*** Excerpt to read ***
Lavi Ramchandani, a 19-year-old student at the University of Maryland College Park, was part of a group 22 students who “sat-in” on the sidewalk in front of the White House gates. She dressed as a needle, with an antenna spiking from a headband of aluminum foil, to demand funding for needle exchange programs. As she walked onto the sidewalk, Ramchandani explained that she felt “nervous [about the demonstration], but also more empowered than I’ve ever felt.” All 22 students on the sidewalk were arrested. As each was arrested, their fellow activists called out their names while cheering and clapping. The arrested students in turn responded to the chants from the crowd as they were carried off: “Act up, fight back!”

Ramchandani told Campus Progress she hoped the rally would “inspire our peers to stand up and make a difference. If we pressure [the politicians], they will hear us and they will change.”
*** End of Excerpt to read ***
*** Dataset records ***
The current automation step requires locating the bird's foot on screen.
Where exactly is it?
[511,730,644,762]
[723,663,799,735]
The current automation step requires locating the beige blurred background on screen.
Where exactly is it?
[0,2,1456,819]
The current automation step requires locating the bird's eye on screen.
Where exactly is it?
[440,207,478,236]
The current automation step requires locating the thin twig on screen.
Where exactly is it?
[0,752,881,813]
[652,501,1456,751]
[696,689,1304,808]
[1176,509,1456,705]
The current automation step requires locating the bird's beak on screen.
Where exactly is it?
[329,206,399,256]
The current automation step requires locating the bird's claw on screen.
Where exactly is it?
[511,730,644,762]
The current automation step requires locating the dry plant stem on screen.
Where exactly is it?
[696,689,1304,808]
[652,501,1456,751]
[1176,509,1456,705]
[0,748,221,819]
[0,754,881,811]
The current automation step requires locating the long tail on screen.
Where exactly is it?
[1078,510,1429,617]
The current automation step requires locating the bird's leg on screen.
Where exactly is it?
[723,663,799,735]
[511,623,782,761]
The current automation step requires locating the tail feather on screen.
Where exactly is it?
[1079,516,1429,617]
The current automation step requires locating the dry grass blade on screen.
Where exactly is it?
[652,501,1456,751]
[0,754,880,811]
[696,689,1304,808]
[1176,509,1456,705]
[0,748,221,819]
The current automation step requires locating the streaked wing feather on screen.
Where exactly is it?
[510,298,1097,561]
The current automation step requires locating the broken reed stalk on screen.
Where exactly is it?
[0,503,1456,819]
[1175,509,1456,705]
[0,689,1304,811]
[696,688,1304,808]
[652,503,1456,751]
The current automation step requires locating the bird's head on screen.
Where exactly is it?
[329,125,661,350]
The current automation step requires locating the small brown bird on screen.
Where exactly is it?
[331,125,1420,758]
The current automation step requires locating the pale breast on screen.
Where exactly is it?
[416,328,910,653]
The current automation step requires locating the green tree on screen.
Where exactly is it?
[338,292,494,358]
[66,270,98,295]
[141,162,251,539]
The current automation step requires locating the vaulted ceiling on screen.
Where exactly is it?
*** End of Dataset records ***
__Task directions__.
Continue the account of the student sit-in at the White House from the point where it stops.

__Reply to the task__.
The SGAC also hoped the rally would shake students out of “complacency, out of a culture of fear and stigmatization [of AIDS],” said Amye Greene, a former Campus Progress intern who is now the national organizer of the Student Campaign for Child Survival, another organization under the umbrella of Global Justice. Many students said they felt their American peers were generally well-educated about the existence of HIV, but still felt somewhat immune to infection themselves. Lily Walkover, from Wesleyan University in Connecticut, described a growing belief that “[HIV] happens, but not here.” This notion is belied by the fact that about half of all new HIV infections in the United States occur in people under the age of 25. To counteract this myth of “otherness,” colleges like Wesleyan University, the University of Maryland at College Park, and George Washington University held “AIDS Awareness” weeks leading up to World AIDS Day, with public speakers, free HIV testing, condom distribution, and educational sessions.

Mimi Mellas, a University of Maryland student and National Student Coordinator for SGAC, spoke at the rally about the history of AIDS, noting that today’s college students were born after the identification of HIV as the causative agent of AIDS. Extending the metaphor, Mellas said, “I have had AIDS all my life–we have all had AIDS all our lives. It is our duty to continue the fight that began with the [first case] of AIDS.”

Five Facts About AIDS Today:

In the United States, more than half of all new HIV-positive patients are under 25.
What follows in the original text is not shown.